> [Task description]:
Please copy each line in the records below that contains the string "blue".

____ Input data

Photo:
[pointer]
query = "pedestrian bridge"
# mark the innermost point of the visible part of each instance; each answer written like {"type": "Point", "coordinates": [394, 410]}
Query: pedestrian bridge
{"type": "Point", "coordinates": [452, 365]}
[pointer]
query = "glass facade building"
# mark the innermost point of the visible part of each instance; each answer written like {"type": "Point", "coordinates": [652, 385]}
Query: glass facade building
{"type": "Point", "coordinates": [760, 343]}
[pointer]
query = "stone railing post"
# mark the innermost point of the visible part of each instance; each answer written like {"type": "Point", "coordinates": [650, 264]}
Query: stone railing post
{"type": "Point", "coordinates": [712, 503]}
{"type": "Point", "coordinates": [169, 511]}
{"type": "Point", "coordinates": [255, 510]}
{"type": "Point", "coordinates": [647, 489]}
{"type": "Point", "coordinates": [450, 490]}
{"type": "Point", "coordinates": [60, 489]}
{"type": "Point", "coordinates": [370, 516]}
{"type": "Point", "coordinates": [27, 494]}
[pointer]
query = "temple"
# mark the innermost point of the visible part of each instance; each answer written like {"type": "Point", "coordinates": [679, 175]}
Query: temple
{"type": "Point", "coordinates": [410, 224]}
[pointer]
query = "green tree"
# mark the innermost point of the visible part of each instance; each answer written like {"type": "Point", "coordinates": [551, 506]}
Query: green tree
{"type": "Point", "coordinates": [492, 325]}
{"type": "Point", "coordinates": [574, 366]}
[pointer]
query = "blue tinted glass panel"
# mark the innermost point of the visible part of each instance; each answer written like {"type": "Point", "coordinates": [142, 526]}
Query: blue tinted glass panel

________

> [Result for this exercise]:
query = "blue tinted glass panel"
Query: blue tinted glass panel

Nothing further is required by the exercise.